§ Task to carry out:
Report every line of the data below that contains the word "hand", copying each line in full.

§ Input records:
>> begin
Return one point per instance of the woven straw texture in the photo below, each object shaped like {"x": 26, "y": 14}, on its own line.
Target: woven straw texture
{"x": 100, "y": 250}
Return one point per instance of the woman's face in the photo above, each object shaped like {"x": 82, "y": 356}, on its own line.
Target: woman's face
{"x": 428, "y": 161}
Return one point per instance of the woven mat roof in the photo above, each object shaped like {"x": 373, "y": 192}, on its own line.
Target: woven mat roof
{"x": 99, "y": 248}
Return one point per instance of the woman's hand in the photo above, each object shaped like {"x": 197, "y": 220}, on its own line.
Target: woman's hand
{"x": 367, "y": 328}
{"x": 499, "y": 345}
>> end
>> begin
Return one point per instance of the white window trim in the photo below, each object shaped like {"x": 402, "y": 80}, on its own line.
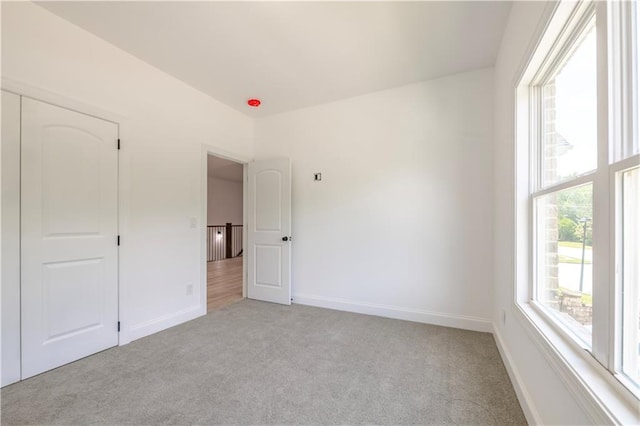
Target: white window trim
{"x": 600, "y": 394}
>> end
§ Completed task:
Return one point per instance of the woman's hand in the photo above, each object shaped like {"x": 197, "y": 220}, on its own line.
Target: woman's hand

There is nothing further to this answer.